• **Exercise aim**
Please reproduce the part of the review below that runs from "It is a small" up to and including "to know everything.", word for word.

• **Document**
******
And what of Hepburn? If O’Toole has two faces, she must have at least five. Hepburn the victim, Hepburn the bully, Hepburn the general, Hepburn the confidante, Hepburn the matriarch. This is a grand, majestic flourish of a performance. We realize we’re not just watching a great actor, but a movie star, and one that deserves that title. These two actors repartee make the film tick. They make for vicious lovers and adoring haters. “What shall we hang first, the holly or each other?” says the King by way of greeting, but they spend plenty of time affectionately reminiscing together. I don’t know if I’ll ever forget the strange and beautiful moment near the end when the two are huddled together in the dungeon looking for jungle animals in the dark.
It is a small crime that Anthony Hopkins and Timothy Dalton were not nominated for the Academy Award for Best Supporting Actor. Both play characters who Henry scrutinizes and evaluates as tough and weak, respectively. In the course of a single scene, their attributes have been switched. John Castle is just as good as forgotten middle child Geoffrey, who uses his intellect and cunning to compensate for sheer weakness. He is the first to begin plotting for the crown, but is revealed a coward in the finale. Nigel Terry plays youngest son Johnny, a character that is great for comic relief and whose blundering nature leads him to misery. Poor Jane Merrow is the weakest-willed character; she spends most of the film begging more important decision makers not to decide her fate and always seems to be the last to know everything.
******
• **Raw data**
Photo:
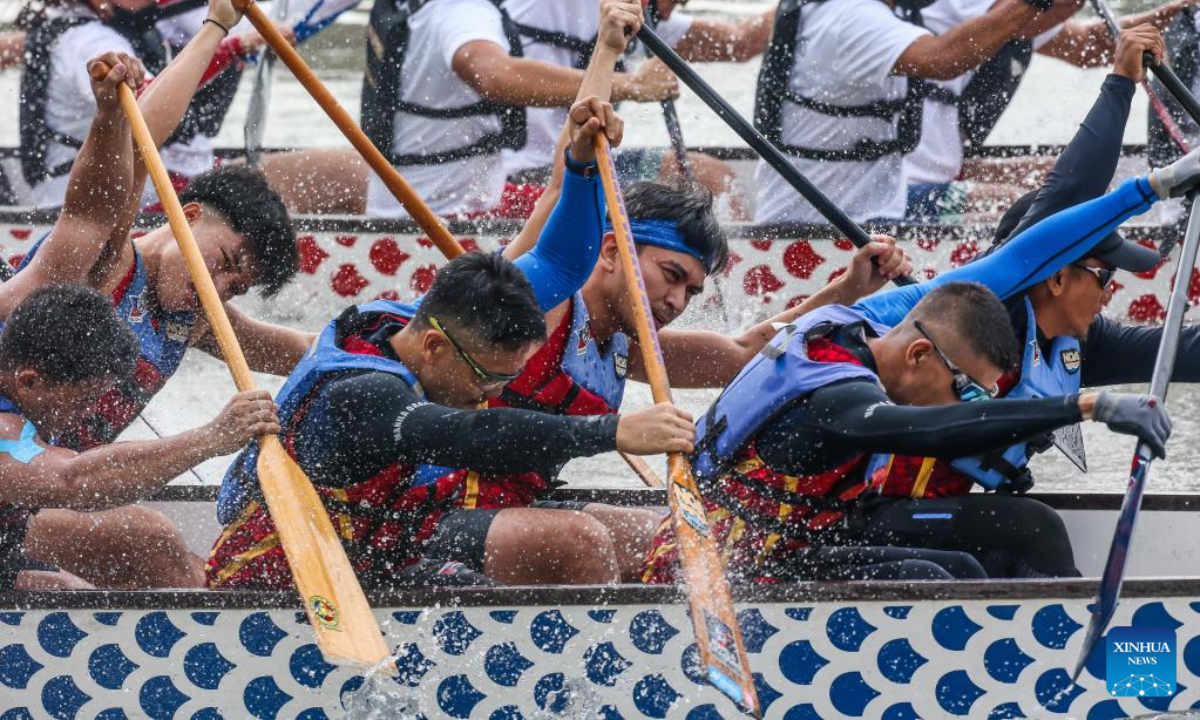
******
• **Response**
It is a small crime that Anthony Hopkins and Timothy Dalton were not nominated for the Academy Award for Best Supporting Actor. Both play characters who Henry scrutinizes and evaluates as tough and weak, respectively. In the course of a single scene, their attributes have been switched. John Castle is just as good as forgotten middle child Geoffrey, who uses his intellect and cunning to compensate for sheer weakness. He is the first to begin plotting for the crown, but is revealed a coward in the finale. Nigel Terry plays youngest son Johnny, a character that is great for comic relief and whose blundering nature leads him to misery. Poor Jane Merrow is the weakest-willed character; she spends most of the film begging more important decision makers not to decide her fate and always seems to be the last to know everything.